● **IL PROBLEMA**:
Rispondi alle seguenti domande sul brano relativo alla cannabis riportato più avanti.
(a) Quanti studi vengono analizzati nel lavoro di Current Pharmaceutical Design che cita anche la Tomografia ad Emissione di Positroni?
(b) Su quali animali è stato condotto lo studio riportato dalla rivista Pharmacological Research di luglio?
(c) Su quale rivista Daniel Romer spiega le differenze tra il cervello dell'adolescente e quello dell'adulto?

━━━━━ BRANO DA LEGGERE

La ricerca analizza 31 studi e conclude che le conseguenze dipendono sia dalla dose che dalla precocità dell’età di inizio del consumo. Sempre in agosto, gli fa eco un’altra importante rivista, Current Pharmaceutical Design, che oltre ripetere che «l’uso regolare della cannabis è stato associato a vari problemi di salute quali psicosi, ansia, depressione e alterazioni cognitive», analizzando 103 studi alcuni fatti con la Tomografia ad Emissione di Positroni, mostra che la cannabis provoca «cambiamenti strutturali e funzionali nel cervello umano». Lo stesso Current Pharmaceutical Design riporta in un altro studio le alterazioni strutturali della corteccia prefrontale che subiscono gli adolescenti fumatori di cannabis, e la International Review of Neurobiology di agosto conferma questi dati di alterazioni strutturali del cervello sottolineando i rischi del ‘fumo’ tra gli adolescenti e la rivista tedesca Psychopharmacology spiega come «i cannabinoidi esogeni [le sostanze che si inalano fumando cannabis alterano la normale maturazione del cervello».
La rivista Pharmacological Research di luglio riporta inoltre un interessante studio fatto sui ratti in cui le suddette lesioni provocate dalla cannabis sull’ipotalamo in età giovanile, restano fino all’età adulta inoltrata e provocano alterazioni del comportamento. La scienza stessa spiega il perché del fallimento delle strategie di legalizzazione: il cervello dell’adolescente non ha ancora strutturato le zone deputate alla scelta razionale, mentre ha sviluppate più dell’adulto le zone deputate alla ricerca di gratificazioni anche da sostanze chimiche, come spiega Daniel Romer su Prevention Science. Dunque è facilmente influenzabile se ha a disposizione facilmente una sostanza ‘gratificatrice’ come la marijuana, e non sa resistere come farebbe un adulto usando la ragione, in barba a chi pensa che, liberalizzata la cannabis, il giovane saprebbe moderarsi. Paradosso ulteriore, la marijuana abbiamo visto che va proprio a colpire le zone del cervello che inducono all’approccio razionale ai problemi e alla moderazione delle scelte, peggiorando così le cose.

━━━━━━━━━━
━━━━━ DATI GREZZI

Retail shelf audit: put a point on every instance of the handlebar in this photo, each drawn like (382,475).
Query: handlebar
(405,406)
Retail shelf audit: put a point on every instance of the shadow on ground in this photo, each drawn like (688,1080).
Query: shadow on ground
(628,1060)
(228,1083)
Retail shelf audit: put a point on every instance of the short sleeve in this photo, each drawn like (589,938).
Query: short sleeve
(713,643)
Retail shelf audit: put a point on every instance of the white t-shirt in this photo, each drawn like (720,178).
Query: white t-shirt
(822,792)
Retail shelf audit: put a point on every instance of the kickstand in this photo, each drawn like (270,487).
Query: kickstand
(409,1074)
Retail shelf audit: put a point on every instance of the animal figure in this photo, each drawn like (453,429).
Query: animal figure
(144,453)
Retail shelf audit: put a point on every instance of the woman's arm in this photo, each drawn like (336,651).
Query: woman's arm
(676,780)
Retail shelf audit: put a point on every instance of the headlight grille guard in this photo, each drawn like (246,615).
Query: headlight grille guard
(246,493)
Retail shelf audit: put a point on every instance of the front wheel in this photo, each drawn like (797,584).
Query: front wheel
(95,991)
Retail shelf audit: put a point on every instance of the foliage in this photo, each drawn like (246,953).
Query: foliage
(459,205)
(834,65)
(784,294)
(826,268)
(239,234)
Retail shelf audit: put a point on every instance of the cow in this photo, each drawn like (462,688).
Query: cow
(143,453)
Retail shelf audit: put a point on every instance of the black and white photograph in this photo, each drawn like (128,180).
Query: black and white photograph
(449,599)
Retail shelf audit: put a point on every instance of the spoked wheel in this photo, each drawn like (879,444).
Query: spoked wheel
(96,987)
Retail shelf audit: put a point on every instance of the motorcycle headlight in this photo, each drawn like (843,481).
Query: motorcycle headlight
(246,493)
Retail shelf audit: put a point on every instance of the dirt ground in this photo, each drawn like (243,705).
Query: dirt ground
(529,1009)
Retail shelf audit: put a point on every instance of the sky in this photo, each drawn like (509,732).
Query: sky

━━━━━━━━━━

● **RISULTATO**:
(a) 103 studi.
(b) Sui ratti.
(c) Su Prevention Science.